Copy out, word for word, the lines of the listing below from the line containing "label: bird's head" up to and including the line containing "[250,71,383,292]".

-- BEGIN STORED RECORDS --

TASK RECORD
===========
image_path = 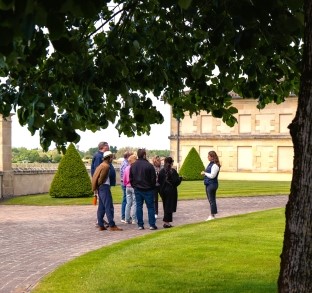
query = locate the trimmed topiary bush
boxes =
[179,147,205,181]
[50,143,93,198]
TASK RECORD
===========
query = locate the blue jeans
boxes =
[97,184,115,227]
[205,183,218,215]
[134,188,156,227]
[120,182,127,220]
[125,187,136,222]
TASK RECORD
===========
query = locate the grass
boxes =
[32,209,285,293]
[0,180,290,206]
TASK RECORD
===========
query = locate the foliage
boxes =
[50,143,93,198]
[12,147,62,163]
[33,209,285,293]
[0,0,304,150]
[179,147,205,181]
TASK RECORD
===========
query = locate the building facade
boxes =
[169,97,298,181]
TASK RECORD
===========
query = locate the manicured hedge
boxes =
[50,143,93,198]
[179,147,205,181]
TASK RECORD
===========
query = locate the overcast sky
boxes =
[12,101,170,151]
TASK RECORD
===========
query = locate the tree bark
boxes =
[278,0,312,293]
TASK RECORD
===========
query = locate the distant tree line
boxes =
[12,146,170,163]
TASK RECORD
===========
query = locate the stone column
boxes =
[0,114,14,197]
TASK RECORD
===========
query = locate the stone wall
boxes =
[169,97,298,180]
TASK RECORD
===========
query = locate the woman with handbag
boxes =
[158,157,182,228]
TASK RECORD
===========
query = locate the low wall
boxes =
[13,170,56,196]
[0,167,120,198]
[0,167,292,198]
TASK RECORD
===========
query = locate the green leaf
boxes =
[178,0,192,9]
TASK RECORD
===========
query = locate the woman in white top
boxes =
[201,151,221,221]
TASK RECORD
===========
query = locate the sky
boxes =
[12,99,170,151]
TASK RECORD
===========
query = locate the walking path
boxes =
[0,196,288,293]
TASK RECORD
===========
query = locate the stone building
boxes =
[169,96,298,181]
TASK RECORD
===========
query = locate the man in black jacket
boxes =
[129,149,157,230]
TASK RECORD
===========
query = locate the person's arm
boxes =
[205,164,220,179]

-- END STORED RECORDS --
-- BEGIN STORED RECORDS --

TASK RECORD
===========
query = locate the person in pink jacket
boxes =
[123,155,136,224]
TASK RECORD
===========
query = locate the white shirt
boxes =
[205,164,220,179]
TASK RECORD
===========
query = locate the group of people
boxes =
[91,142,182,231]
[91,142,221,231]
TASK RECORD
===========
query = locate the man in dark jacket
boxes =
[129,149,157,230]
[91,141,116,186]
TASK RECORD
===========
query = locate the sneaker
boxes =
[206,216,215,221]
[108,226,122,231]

-- END STORED RECORDS --
-- BEGIN STORED RECORDS --

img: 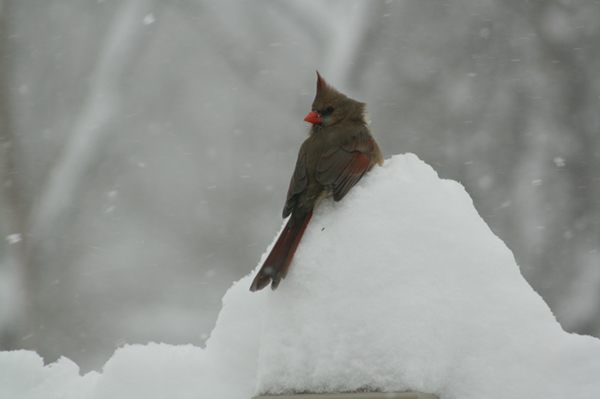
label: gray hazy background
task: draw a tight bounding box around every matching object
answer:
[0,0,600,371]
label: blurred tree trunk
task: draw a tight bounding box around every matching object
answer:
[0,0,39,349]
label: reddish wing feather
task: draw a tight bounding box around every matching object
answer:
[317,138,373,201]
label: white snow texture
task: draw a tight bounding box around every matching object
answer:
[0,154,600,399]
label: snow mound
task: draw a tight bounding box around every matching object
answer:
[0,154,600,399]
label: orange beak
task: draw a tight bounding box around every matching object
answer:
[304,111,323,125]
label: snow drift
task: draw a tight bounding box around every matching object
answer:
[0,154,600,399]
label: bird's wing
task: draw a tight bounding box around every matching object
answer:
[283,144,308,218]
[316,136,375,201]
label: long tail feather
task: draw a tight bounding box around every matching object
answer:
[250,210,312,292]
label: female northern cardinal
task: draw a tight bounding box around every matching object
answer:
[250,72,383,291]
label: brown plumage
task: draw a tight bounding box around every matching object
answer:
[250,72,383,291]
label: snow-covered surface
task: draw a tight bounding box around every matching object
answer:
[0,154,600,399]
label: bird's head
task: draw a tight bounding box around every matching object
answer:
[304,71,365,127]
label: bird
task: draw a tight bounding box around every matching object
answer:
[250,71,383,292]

-- END STORED RECORDS --

> **EXERCISE RESULT**:
label: bird's head
task: draw a tight bounding box around every matching object
answer:
[304,71,365,127]
label: bird
task: draw a tight bounding box around every matching object
answer:
[250,71,383,292]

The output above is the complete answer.